▸ TASK DATA
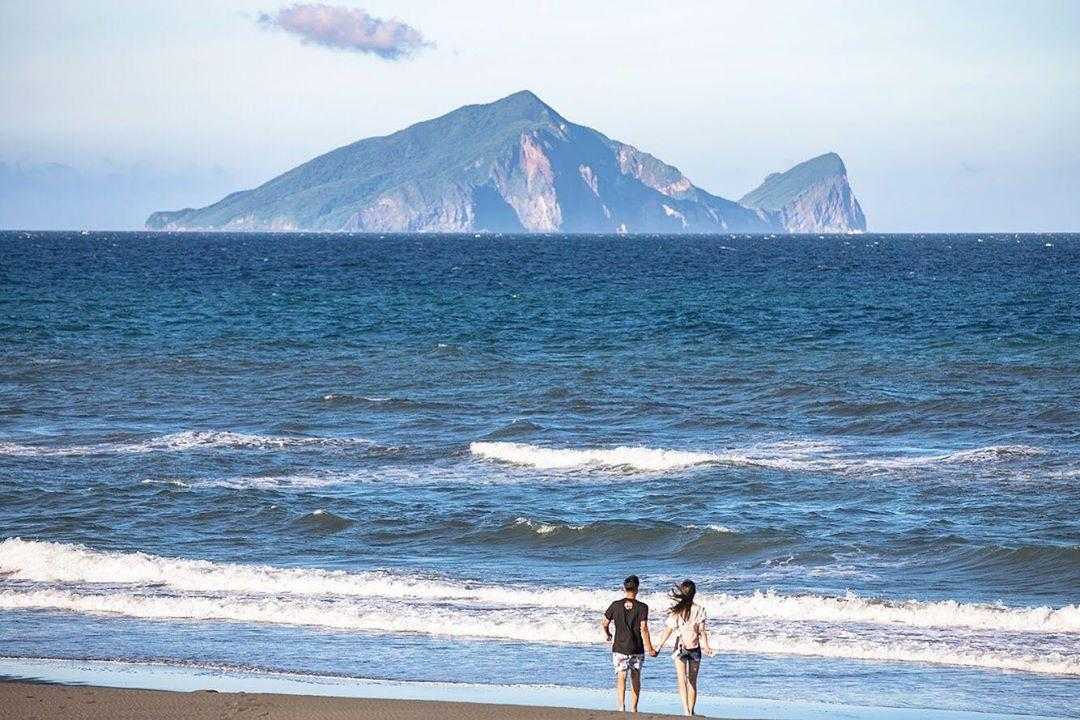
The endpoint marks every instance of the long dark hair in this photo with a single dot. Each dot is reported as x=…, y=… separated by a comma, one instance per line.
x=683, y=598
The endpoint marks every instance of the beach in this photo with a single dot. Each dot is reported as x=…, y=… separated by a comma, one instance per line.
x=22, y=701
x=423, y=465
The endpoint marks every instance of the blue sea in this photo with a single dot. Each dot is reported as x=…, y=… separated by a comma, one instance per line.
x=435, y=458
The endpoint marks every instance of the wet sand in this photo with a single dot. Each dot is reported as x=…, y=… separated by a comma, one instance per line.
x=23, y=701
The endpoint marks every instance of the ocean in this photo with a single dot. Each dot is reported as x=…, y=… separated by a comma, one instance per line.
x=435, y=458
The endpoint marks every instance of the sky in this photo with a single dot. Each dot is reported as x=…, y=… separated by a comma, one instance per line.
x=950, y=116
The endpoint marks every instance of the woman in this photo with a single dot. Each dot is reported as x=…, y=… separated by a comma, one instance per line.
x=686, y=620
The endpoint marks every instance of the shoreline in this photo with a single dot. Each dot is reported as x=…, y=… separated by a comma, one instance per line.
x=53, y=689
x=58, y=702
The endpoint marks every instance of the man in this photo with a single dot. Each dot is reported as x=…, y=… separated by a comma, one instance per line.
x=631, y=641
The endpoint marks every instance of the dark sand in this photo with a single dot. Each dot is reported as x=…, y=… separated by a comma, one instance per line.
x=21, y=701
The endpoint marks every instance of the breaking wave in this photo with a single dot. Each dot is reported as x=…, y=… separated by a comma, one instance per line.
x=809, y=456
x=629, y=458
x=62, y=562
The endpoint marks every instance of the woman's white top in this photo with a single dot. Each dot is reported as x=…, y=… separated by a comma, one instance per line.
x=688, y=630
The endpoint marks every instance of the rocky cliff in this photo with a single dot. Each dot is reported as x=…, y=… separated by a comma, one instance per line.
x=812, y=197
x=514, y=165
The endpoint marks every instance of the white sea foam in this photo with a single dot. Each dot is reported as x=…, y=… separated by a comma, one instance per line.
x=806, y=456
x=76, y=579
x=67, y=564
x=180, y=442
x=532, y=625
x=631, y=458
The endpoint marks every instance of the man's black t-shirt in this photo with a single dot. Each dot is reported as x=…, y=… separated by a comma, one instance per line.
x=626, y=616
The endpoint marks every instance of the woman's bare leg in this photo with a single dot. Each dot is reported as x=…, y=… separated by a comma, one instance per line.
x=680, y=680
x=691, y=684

▸ TO DO
Rewrite the rows from the line holding "The endpoint marks every instance of the woman's bare" through the last row, inclusive, shifting every x and y coordinate in the answers up by 37 and leaving the request text unchanged.

▸ RESPONSE TO THIS TASK
The endpoint marks every instance of the woman's bare leg in this photo with a single dot. Each dot is reported as x=…, y=… separated by a comma, one instance per line.
x=717, y=717
x=728, y=721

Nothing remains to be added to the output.